▶ [Problem requirements]
Edit the items below by changing each "snow-covered" to "snowy" and leaving all else unchanged.

· · · · ·

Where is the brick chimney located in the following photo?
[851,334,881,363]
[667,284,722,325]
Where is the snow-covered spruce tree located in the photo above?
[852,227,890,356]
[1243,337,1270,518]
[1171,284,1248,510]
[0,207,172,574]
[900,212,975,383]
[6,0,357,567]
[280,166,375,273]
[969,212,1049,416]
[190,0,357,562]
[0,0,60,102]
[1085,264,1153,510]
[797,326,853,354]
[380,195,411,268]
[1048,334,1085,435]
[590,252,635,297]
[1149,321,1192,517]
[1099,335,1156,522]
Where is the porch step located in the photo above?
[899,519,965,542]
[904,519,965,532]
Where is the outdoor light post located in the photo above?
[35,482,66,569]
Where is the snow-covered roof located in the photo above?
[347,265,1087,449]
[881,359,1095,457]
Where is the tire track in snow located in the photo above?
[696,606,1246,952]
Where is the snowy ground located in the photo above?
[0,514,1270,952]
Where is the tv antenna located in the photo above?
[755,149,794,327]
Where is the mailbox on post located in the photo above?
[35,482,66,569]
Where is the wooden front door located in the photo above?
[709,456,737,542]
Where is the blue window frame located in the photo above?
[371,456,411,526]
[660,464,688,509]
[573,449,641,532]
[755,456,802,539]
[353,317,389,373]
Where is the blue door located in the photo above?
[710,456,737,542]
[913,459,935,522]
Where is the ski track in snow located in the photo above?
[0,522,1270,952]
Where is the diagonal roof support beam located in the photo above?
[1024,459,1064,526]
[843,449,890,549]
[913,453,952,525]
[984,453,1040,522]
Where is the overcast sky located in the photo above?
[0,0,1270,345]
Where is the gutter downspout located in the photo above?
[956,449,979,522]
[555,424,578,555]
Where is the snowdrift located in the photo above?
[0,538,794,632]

· · · · ·

▶ [Solution]
Where is the brick chimney located in the following photo?
[851,334,881,363]
[667,284,722,325]
Where is the snowy spruce tree located in the photo above?
[852,227,890,356]
[1243,337,1270,518]
[1171,284,1248,510]
[0,207,172,574]
[900,212,975,383]
[6,0,357,567]
[280,166,375,273]
[969,212,1049,416]
[190,0,357,562]
[0,0,60,102]
[1085,264,1153,510]
[797,326,853,354]
[380,195,411,268]
[1048,334,1085,435]
[590,252,635,297]
[1149,321,1192,517]
[1099,335,1156,522]
Where is the porch step located in the photo above?
[899,519,965,542]
[904,519,965,532]
Where is the outdoor light post located in the photo above?
[35,482,66,569]
Where is the snowy roof located in the photo above?
[347,265,1087,449]
[881,359,1095,457]
Where is the tire track in snow located in the photo above?
[696,606,1246,952]
Where is the snowy ground located in the photo above?
[0,514,1270,952]
Where is the tv antenna located in the photo above?
[755,149,794,327]
Where is the mailbox on post located in the photo above?
[35,482,66,569]
Where is the wooden front door located in the photo above?
[709,456,737,542]
Where is the blue window frame located in the photo above?
[371,456,411,526]
[660,464,688,509]
[573,449,641,532]
[755,456,802,539]
[353,317,389,373]
Where is the blue door located in the photo above?
[710,456,737,542]
[913,459,935,522]
Where is the ski track in snow located in the photo above?
[0,522,1270,952]
Where is the diagonal roof support beam located in the photo above?
[1024,459,1064,526]
[843,449,890,549]
[913,453,952,525]
[984,453,1040,522]
Where is the overcast sky located in the photo above?
[0,0,1270,345]
Where is the gutter downspout located in the photo above?
[956,449,979,522]
[555,424,578,555]
Where is the snowdrift located in the photo above?
[0,538,794,632]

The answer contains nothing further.